┌────────
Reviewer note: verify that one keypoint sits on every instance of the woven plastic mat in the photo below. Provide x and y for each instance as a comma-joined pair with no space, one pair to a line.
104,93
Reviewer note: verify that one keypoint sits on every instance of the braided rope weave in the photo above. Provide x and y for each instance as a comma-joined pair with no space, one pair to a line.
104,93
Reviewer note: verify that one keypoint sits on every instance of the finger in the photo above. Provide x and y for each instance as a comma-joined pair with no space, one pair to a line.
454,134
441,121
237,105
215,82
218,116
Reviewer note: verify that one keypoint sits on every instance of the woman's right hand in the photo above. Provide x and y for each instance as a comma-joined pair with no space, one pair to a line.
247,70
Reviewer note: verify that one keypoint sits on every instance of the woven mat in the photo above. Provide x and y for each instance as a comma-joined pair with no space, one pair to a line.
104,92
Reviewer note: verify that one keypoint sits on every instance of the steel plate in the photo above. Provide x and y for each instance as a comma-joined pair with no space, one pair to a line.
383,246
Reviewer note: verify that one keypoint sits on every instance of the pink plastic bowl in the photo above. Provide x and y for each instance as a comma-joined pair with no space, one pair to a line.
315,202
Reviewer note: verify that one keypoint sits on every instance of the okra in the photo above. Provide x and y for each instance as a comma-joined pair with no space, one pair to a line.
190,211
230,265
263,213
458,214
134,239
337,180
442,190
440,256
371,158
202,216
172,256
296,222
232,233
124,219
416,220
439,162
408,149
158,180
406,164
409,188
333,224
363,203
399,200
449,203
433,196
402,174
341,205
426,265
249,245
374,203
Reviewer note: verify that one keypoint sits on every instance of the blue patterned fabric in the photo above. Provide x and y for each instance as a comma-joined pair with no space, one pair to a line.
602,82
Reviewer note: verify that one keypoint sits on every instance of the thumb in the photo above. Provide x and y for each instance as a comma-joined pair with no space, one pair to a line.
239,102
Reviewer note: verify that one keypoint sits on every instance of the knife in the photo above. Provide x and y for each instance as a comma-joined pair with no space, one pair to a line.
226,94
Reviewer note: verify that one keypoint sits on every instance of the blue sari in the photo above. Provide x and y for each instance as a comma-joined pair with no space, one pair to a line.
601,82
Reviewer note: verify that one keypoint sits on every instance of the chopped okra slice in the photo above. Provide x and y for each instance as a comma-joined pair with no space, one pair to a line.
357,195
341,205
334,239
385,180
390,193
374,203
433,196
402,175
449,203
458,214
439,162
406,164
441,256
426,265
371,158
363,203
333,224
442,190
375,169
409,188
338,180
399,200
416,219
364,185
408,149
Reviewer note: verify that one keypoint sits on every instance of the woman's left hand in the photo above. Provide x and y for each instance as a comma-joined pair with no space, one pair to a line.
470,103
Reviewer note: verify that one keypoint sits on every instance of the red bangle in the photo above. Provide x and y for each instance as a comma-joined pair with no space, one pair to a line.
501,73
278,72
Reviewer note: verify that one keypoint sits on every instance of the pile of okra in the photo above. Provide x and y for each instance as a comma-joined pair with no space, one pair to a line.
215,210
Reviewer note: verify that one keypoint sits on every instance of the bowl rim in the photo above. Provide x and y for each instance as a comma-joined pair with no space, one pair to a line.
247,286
└────────
**Exercise requirements:** Give every line of the listing above as a Markdown table with two columns, "Row" for the line's number and "Entry" for its text, skipping any blank lines.

**Result of this exercise:**
| Row | Entry |
|---|---|
| 1 | Reviewer note: verify that one keypoint sits on every instance of the woven plastic mat in the photo below. Provide x and y for each instance as a comma-joined pair with no space, one pair to a line. |
| 2 | 104,93 |
| 3 | Reviewer note: verify that one keypoint sits on every instance of the braided rope weave in the photo above. Provide x and y for each instance as a comma-joined pair with no space, one pair to a line. |
| 4 | 104,93 |
| 5 | Reviewer note: verify that one keypoint sits on every instance of the finger in the photo above. Provide x and y for each instance as a comma-joined pair with no space, one pair to a line. |
| 6 | 454,134 |
| 7 | 441,121 |
| 8 | 237,105 |
| 9 | 215,82 |
| 10 | 218,116 |
| 11 | Reviewer note: verify that one keypoint sits on every instance of the woman's right hand in the photo above. Provide x and y for each instance as a comma-joined pair with no space, one pair to a line. |
| 12 | 247,70 |
| 13 | Reviewer note: verify that one keypoint sits on every instance of the woven mat in the photo above. Provide x and y for each instance as a comma-joined pair with no space, one pair to a line. |
| 14 | 104,92 |
| 15 | Reviewer note: verify that one keypoint sits on every instance of the steel plate in the photo above. Provide x and y for each instance as a comma-joined pair with no space, one pair to a line. |
| 16 | 383,246 |
| 17 | Reviewer note: verify that one keypoint sits on every instance of the pink plastic bowl in the photo above. Provide x and y for each instance as a comma-joined pair with no space, one pair to a line. |
| 18 | 315,202 |
| 19 | Reviewer note: verify that one keypoint sits on every instance of the okra in the photo above. Provide x and y for each instance as a comma-joined pair with no space, one pair to a line. |
| 20 | 190,211 |
| 21 | 230,265 |
| 22 | 263,213 |
| 23 | 458,214 |
| 24 | 134,239 |
| 25 | 337,180 |
| 26 | 442,190 |
| 27 | 440,256 |
| 28 | 371,158 |
| 29 | 202,216 |
| 30 | 172,256 |
| 31 | 296,222 |
| 32 | 232,233 |
| 33 | 124,219 |
| 34 | 416,220 |
| 35 | 439,162 |
| 36 | 408,149 |
| 37 | 158,180 |
| 38 | 406,164 |
| 39 | 409,188 |
| 40 | 333,224 |
| 41 | 363,203 |
| 42 | 399,200 |
| 43 | 449,203 |
| 44 | 433,196 |
| 45 | 402,174 |
| 46 | 341,205 |
| 47 | 426,265 |
| 48 | 249,245 |
| 49 | 374,203 |
| 50 | Reviewer note: verify that one keypoint sits on every instance of the blue patterned fabric in the photo above. Provide x and y for each instance as a comma-joined pair with no space, one pair to a line. |
| 51 | 602,82 |
| 52 | Reviewer note: verify that one keypoint sits on every instance of the thumb in the photo above. Provide x and y for each instance as a comma-joined pair with no space, one pair to a line. |
| 53 | 239,102 |
| 54 | Reviewer note: verify that one keypoint sits on every instance of the knife in the photo above. Provide x and y for each instance as a comma-joined pair with no space, one pair to a line. |
| 55 | 226,94 |
| 56 | Reviewer note: verify that one keypoint sits on every instance of the blue sari in the photo above. Provide x and y for each instance as a comma-joined pair with no space, one pair to a line. |
| 57 | 601,82 |
| 58 | Reviewer note: verify that one keypoint sits on every instance of the chopped okra slice in the photo above. Provide x and y for each instance as a comma-joined pair with no space, one pair to a line. |
| 59 | 357,195 |
| 60 | 341,205 |
| 61 | 334,239 |
| 62 | 385,180 |
| 63 | 390,193 |
| 64 | 374,203 |
| 65 | 433,196 |
| 66 | 402,175 |
| 67 | 449,203 |
| 68 | 458,214 |
| 69 | 439,162 |
| 70 | 406,164 |
| 71 | 441,256 |
| 72 | 426,265 |
| 73 | 371,158 |
| 74 | 363,203 |
| 75 | 333,224 |
| 76 | 442,190 |
| 77 | 375,169 |
| 78 | 409,188 |
| 79 | 338,180 |
| 80 | 399,200 |
| 81 | 416,219 |
| 82 | 364,185 |
| 83 | 408,149 |
| 84 | Reviewer note: verify that one keypoint sits on every instance of the woman's left hand in the photo above. Provide x and y for each instance as a comma-joined pair with no space, one pair to a line. |
| 85 | 470,103 |
| 86 | Reviewer note: verify that one keypoint sits on every instance of the red bangle in the photo above. Provide x and y for each instance as a comma-joined pair with no space, one pair to a line. |
| 87 | 501,73 |
| 88 | 278,72 |
| 89 | Reviewer note: verify that one keypoint sits on every instance of the pile of okra in the photo above. Provide x and y for each instance as a comma-joined pair with no space, one pair to a line. |
| 90 | 215,210 |
| 91 | Reviewer note: verify that one keypoint sits on every instance of the bowl rim in the photo above. Provide x and y for each instance as a comma-joined pair with no space, one pair to a line. |
| 92 | 247,286 |